* _EXERCISE OBJECTIVE_: Please reproduce all the data exactly as written and omit the pictures.

* _PROVIDED MATERIAL_:
==============================

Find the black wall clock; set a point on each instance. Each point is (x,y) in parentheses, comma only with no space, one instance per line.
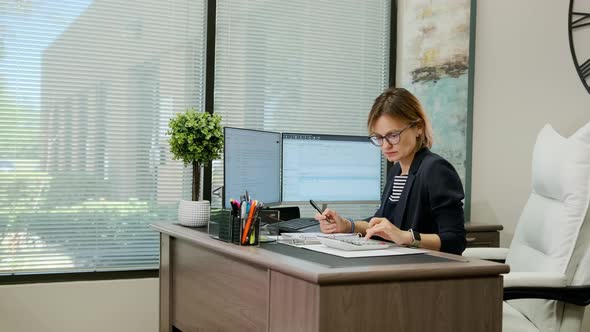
(579,36)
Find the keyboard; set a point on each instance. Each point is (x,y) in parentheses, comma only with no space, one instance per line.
(294,225)
(353,242)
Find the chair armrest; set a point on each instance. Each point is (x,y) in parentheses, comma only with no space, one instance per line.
(487,253)
(578,295)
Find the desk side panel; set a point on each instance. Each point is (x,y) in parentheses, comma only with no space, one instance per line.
(294,304)
(211,292)
(454,305)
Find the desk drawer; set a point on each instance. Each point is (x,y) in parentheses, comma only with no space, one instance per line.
(483,239)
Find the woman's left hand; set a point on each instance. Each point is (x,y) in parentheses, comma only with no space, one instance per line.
(384,228)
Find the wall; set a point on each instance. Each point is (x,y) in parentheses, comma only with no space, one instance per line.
(524,78)
(96,306)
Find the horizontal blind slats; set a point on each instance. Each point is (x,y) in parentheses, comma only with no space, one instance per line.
(300,66)
(86,93)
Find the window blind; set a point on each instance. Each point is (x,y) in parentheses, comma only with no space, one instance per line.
(300,66)
(86,92)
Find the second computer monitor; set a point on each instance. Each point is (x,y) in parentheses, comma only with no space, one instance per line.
(330,168)
(252,162)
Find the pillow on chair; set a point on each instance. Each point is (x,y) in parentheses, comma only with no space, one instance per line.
(551,220)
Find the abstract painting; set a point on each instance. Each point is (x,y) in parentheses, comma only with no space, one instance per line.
(434,53)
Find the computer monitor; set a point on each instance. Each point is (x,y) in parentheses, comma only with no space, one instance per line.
(330,169)
(252,162)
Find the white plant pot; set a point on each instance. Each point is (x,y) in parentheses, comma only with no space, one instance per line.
(194,213)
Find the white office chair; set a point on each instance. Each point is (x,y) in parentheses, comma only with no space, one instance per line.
(548,257)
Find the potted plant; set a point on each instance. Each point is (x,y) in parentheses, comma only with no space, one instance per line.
(196,138)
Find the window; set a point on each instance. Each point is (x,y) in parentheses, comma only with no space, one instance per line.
(300,66)
(86,92)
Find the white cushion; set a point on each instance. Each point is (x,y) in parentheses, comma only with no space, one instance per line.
(549,226)
(514,321)
(486,253)
(534,279)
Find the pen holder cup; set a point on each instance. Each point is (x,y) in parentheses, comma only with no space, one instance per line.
(243,233)
(219,227)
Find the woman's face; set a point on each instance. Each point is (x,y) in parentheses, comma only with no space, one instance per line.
(404,150)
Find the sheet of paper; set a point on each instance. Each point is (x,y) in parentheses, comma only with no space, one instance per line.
(302,239)
(392,251)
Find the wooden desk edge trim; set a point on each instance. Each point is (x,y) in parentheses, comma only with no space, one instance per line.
(319,274)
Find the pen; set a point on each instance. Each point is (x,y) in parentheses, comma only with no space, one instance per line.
(246,230)
(315,206)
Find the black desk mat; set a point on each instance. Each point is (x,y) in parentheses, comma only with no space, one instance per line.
(336,261)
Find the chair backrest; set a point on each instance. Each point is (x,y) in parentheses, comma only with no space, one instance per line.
(547,233)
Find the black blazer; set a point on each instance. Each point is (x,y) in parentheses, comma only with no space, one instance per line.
(431,201)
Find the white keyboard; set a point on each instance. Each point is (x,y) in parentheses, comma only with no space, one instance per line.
(353,242)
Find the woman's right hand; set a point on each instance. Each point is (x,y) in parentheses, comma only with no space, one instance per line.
(332,222)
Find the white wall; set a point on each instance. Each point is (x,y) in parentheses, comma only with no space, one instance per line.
(95,306)
(524,78)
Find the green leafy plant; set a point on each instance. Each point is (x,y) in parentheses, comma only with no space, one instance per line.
(195,138)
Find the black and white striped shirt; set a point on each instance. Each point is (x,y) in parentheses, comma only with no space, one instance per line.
(398,186)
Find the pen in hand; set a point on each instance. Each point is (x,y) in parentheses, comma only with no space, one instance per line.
(315,206)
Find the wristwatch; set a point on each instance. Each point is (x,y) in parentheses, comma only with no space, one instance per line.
(415,239)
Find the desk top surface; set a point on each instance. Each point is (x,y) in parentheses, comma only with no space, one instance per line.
(457,267)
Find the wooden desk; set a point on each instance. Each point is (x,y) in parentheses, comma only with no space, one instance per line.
(482,235)
(209,285)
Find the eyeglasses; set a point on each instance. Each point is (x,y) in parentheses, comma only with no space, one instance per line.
(392,138)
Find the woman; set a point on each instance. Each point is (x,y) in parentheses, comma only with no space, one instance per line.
(421,205)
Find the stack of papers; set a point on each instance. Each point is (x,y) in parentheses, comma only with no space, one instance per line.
(310,241)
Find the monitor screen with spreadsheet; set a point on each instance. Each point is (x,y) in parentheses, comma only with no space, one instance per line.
(330,168)
(252,162)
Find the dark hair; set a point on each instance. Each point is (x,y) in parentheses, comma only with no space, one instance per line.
(401,104)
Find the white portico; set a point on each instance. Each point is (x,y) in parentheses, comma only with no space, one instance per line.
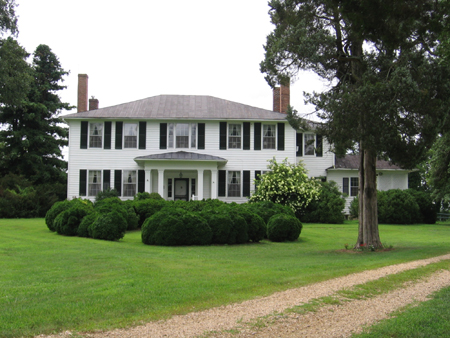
(181,174)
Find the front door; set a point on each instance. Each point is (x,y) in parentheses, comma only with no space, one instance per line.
(181,189)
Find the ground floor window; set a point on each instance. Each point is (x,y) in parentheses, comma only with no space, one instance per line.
(129,182)
(95,182)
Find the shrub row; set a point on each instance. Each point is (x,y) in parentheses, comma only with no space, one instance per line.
(173,223)
(402,207)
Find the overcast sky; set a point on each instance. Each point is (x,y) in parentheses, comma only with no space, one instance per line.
(142,48)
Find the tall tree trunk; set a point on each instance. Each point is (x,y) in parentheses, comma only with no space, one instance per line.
(368,234)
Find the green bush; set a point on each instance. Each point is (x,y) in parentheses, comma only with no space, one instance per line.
(328,208)
(68,221)
(54,211)
(220,223)
(147,208)
(266,209)
(256,227)
(428,209)
(86,222)
(283,228)
(110,226)
(175,226)
(107,193)
(397,206)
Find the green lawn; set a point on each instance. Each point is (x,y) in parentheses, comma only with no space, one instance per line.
(50,283)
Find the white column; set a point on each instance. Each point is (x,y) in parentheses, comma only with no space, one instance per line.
(214,179)
(200,184)
(148,181)
(161,183)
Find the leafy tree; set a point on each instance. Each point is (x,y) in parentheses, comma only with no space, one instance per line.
(286,184)
(34,136)
(388,91)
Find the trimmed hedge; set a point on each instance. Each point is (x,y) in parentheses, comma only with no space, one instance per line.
(176,226)
(283,227)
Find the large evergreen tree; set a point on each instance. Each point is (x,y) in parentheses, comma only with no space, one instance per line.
(388,91)
(33,135)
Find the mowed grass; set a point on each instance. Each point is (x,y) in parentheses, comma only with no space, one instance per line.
(50,283)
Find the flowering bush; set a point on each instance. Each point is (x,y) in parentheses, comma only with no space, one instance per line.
(286,184)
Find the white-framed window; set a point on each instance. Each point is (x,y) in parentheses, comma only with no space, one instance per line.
(94,182)
(269,136)
(354,185)
(130,131)
(234,136)
(95,134)
(234,184)
(129,182)
(309,144)
(182,135)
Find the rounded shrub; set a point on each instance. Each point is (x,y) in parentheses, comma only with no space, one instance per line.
(147,208)
(86,222)
(397,206)
(266,209)
(110,226)
(54,211)
(283,227)
(68,221)
(220,224)
(175,226)
(328,208)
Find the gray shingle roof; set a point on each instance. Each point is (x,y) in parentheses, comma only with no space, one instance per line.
(180,107)
(181,155)
(352,162)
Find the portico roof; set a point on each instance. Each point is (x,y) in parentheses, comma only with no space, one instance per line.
(181,156)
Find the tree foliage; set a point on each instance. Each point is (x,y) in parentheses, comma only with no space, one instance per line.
(388,91)
(33,135)
(286,184)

==============================

* _ANSWER SPACE_:
Find the black wall clock; set a point on each instance. Each point is (x,y) in parentheses, comma only with no space, one instance per line.
(579,36)
Find the keyboard; set a point on each instance. Each point is (x,y) in parentheses, comma only with no space, one instance per line.
(294,225)
(353,242)
Find the chair armrest; set a point on each instance. Each point is (x,y) in parentheses, comma only with no space, one instance per line.
(487,253)
(578,295)
Find the desk side panel; set a point on each instance. Each point is (x,y) in parentheses, comma only with no space, one instance per line.
(294,304)
(211,292)
(454,305)
Find the desk drawer; set a point on each instance. Each point is (x,y) in parentheses, comma only with no space, one instance per line.
(483,239)
Find the woman's left hand; set a point on each instance. Each point is (x,y) in parentheses, comma only with no space, one instance per line.
(384,228)
Find the wall; set a point on each instance. Each point is (x,y) in parentheses, comma only with no space, one instance per line.
(524,78)
(96,306)
Find the horizontal blind slats; set a point on each instance. Each point is (x,y) in parentheses, comma only with no space, one instance per line.
(300,66)
(86,93)
Find the window blind; set a point on each instance. Each point is (x,y) in parentheses, comma only with no space, one instance per line.
(300,66)
(86,92)
Find the second computer monitor; set a point on each instance. Each point is (x,y) in parentheses, comma only with no space, one instance per line.
(330,168)
(252,162)
Find the pillow on chair; set a point on each instance. Each point is (x,y) in parentheses, comma only with no space, one instance per line.
(551,220)
Find the abstract painting; set a point on each instance. Each point is (x,y) in parentheses, comma only with no space, one instance per line.
(434,53)
Find the computer monitor; set a point on each instance. Each point is (x,y) in parentheses, comma only with no space, one instance per line.
(330,169)
(252,162)
Find the white plant pot; set a point on each instance. Each point is (x,y) in parentheses, comma only with no space, one instance per line.
(194,213)
Find the white office chair; set a point on each instance. Each point is (x,y) in parentheses, comma only with no space, one instance per line.
(548,257)
Find the potted plant; set a point on each instance. Each point is (x,y) in parentheses, comma only with no space, one instance per line.
(196,138)
Find the window; set a point on each instance. Each point is (x,y) in parentheses, comma only with no space, one instance per line.
(300,66)
(86,92)
Find the white cushion; set a point on each instance. Each point is (x,y) in parentheses, comma only with no space, one instance per line.
(549,226)
(514,321)
(486,253)
(534,279)
Find the pen holder cup; set a point on each instance. Each point is (x,y) in parentheses, comma only with no space, one instance per line.
(243,233)
(219,227)
Find the woman's face; set a point on each instance. Each point is (x,y) in parentheses, comma only with no space, one instance per line.
(404,150)
Find the sheet of paper; set a point on each instance. Each point is (x,y) in parentheses, comma only with no space, one instance per line.
(302,239)
(392,251)
Find the wooden desk edge trim; set a point on each instance. Each point is (x,y) in parentheses, comma only with no space, one instance per line.
(319,274)
Find the pen; set a point on each instance. Each point is (x,y) in parentheses, comma only with no space, one instance per line.
(246,230)
(315,206)
Find the black desk mat; set a point on each instance. Each point is (x,y) in parentheses, comma only with no space, one instance per line.
(336,261)
Find the chair backrest; set a point on each instance. Each point is (x,y) in parentheses, comma only with no space, one instance per line.
(547,233)
Find the black blazer; set a point on each instance. Each point is (x,y) in parentheses, comma only with no space, one instance per line.
(431,201)
Find the white keyboard; set a point on each instance. Each point is (x,y) in parentheses, comma only with no space, one instance per line.
(353,242)
Find the woman's right hand; set a point on each instance. Each point is (x,y) in parentheses, comma only with no space, one instance per line.
(332,222)
Find the white wall; set a point on each instance. Each point is (x,y) in parentheses, comma only with no space, one instance per line.
(95,306)
(524,78)
Find the green leafy plant; set a point on each instance. Each point is (x,y) in parentheses, comma only with no space, one instance per line.
(195,138)
Find the black and white striped shirt; set a point on each instance. Each point is (x,y) in parentheses, comma only with no space, one instance per line.
(398,186)
Find the pen in hand; set a point on each instance. Each point is (x,y) in parentheses, comma only with no space, one instance per line.
(315,206)
Find the wristwatch; set a point on each instance. Each point is (x,y) in parentheses, comma only with no space, one instance per line.
(415,239)
Find the desk top surface; set a point on each instance. Each point is (x,y) in parentheses, comma only with no space, one instance per line.
(457,267)
Find the wooden desk; set a point on each instance. Each point is (x,y) in parentheses, comma only with no space, one instance per line.
(482,235)
(209,285)
Find the eyeglasses; set a point on each instance. Each point is (x,y) in parentheses, comma only with no space, one instance per line.
(392,138)
Find the woman; set a point on each instance. Each point is (x,y) in parentheses, comma only with no space, one instance per line.
(421,205)
Find the stack of papers; set a point on each instance. Each point is (x,y) in parentheses, comma only with no space, one instance per line.
(310,241)
Find the monitor screen with spreadsheet; set a point on each instance. Each point is (x,y) in parentheses, comma only with no space, one instance per line.
(330,168)
(252,162)
Find the dark hair; set a point on each instance. Each point is (x,y) in parentheses, comma only with no space, one instance per line.
(401,104)
Find the white portico; set a point on each instance. Each point is (x,y) in parentheses, comma only with no space, one instance per line.
(181,174)
Find the front door; set a point on each instance. Each point is (x,y) in parentheses, comma only with no space, one instance per line.
(181,189)
Find the ground floor window; set a point on each instance. Each point is (x,y) in parentheses, comma only with no space, one instance per line.
(129,182)
(95,182)
Find the shrub row; set a point on each instance. Each point is (x,y) in parentheses, comma only with no space, one instance per line.
(173,223)
(402,207)
Find the overcast sky; set a point on each instance. Each point is (x,y) in parentheses, comma only with no space, one instance per line.
(142,48)
Find the tall tree trunk; set a point on each instance. Each point is (x,y) in parentheses, comma only with no space, one instance per line.
(368,234)
Find the green bush; set a point on each instance. Each point is (x,y) in parentheses, comma only with no space, one instance per line.
(328,208)
(68,221)
(54,211)
(220,223)
(147,208)
(266,209)
(256,227)
(428,209)
(86,222)
(283,228)
(110,226)
(175,226)
(107,193)
(397,206)
Find the green lawn; set a point on each instance. Each point is (x,y) in parentheses, comma only with no space, one instance per line.
(50,283)
Find the white column; set a point on each instance. Each point is (x,y) in parentheses, comma only with no space, one instance per line.
(214,179)
(200,184)
(148,181)
(161,183)
Find the leafy tree; set a point on each instance. Each point is (x,y) in parentheses, comma only with no space, one instance per line.
(286,184)
(34,136)
(388,91)
Find the trimmed hedge; set a point on each instance. Each point is (x,y) in parentheses, comma only with no space, one instance per line.
(176,226)
(283,227)
Find the large evergreen tree; set a point on each instance. Each point is (x,y) in parentheses, comma only with no space, one instance per line.
(388,91)
(33,135)
Find the mowed grass; set a point on each instance. Each point is (x,y) in parentheses, comma only with no space, one instance per line.
(50,283)
Find the flowering bush; set a point on each instance. Each point is (x,y) in parentheses, comma only with no space, one instance per line.
(286,184)
Find the white-framed window; set a point on each instance. Each point is (x,y) in parentheses, comma only with no space, one instance per line.
(94,182)
(269,136)
(354,185)
(130,131)
(234,136)
(95,134)
(234,184)
(129,182)
(309,144)
(182,135)
Find the rounded shrub; set a point on each instance. Each point is (x,y) in parentheses, comma only with no space, one instance per line.
(147,208)
(86,222)
(397,206)
(266,209)
(110,226)
(54,211)
(283,227)
(68,221)
(220,224)
(175,226)
(328,208)
Find the gray shingle roof; set a point on each instance. Each point is (x,y) in parentheses, comma only with no space, one instance per line.
(180,107)
(181,155)
(352,162)
Find the portico roof; set a point on each instance. Each point is (x,y) in parentheses, comma only with no space, one instance per line.
(181,156)
Find the tree foliage; set a point on each instance. Each point is (x,y) in parentheses, comma only with no space, one instance per line.
(388,91)
(33,135)
(286,184)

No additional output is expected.